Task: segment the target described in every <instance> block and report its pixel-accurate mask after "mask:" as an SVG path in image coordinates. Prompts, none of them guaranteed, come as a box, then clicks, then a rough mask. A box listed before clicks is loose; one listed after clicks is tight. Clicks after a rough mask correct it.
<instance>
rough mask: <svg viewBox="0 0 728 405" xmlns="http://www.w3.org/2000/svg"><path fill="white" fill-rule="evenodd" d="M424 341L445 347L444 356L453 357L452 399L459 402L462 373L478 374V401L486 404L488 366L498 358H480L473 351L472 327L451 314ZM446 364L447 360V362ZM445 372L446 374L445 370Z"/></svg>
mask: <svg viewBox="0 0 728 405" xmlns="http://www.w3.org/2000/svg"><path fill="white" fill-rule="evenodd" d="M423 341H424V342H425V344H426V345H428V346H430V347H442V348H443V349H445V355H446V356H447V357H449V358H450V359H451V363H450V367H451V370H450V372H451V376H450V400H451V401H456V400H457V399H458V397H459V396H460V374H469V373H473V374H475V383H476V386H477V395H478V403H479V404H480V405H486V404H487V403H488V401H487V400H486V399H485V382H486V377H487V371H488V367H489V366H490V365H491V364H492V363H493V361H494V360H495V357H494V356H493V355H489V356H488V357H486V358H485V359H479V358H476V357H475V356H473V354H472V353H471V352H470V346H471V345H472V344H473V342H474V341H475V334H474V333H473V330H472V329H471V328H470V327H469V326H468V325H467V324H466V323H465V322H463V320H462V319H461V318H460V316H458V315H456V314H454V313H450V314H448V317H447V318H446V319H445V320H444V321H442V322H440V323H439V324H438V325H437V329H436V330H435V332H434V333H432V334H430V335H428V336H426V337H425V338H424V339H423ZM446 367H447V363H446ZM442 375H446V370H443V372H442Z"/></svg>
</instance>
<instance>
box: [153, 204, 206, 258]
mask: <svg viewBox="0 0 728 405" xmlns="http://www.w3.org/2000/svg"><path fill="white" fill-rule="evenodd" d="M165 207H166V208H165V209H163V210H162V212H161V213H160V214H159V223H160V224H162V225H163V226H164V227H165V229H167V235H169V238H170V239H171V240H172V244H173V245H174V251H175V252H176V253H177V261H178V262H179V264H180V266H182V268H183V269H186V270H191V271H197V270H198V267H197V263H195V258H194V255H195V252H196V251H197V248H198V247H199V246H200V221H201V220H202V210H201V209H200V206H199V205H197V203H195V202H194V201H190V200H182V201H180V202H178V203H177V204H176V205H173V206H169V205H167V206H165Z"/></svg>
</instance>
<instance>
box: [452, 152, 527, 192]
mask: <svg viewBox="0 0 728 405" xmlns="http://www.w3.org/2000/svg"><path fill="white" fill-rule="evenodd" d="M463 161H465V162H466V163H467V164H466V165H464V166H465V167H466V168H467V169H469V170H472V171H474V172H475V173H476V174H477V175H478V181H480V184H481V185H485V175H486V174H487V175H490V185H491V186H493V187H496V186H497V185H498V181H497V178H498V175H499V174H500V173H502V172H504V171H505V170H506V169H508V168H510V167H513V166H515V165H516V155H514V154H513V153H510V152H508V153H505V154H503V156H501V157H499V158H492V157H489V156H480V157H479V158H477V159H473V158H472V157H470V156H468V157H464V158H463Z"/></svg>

******

### [EXERCISE INSTRUCTIONS]
Transcribe the rows from the start through the line that contains "rough mask: <svg", both ends included, reproducing every character.

### [PROBLEM SOLUTION]
Task: segment the target described in every <instance> block and report its pixel-accurate mask after "mask:" as an SVG path in image coordinates. Prompts, none of them guaranteed, come as a box, then clicks, then a rough mask. A box listed before clicks is loose; one listed after clicks is tight. Clicks after a rough mask correct it.
<instance>
rough mask: <svg viewBox="0 0 728 405" xmlns="http://www.w3.org/2000/svg"><path fill="white" fill-rule="evenodd" d="M424 341L445 347L444 356L453 357L452 399L459 402L462 373L478 374V401L486 404L488 366L498 358H480L473 351L472 327L451 314ZM446 364L447 360V362ZM445 372L446 374L445 370Z"/></svg>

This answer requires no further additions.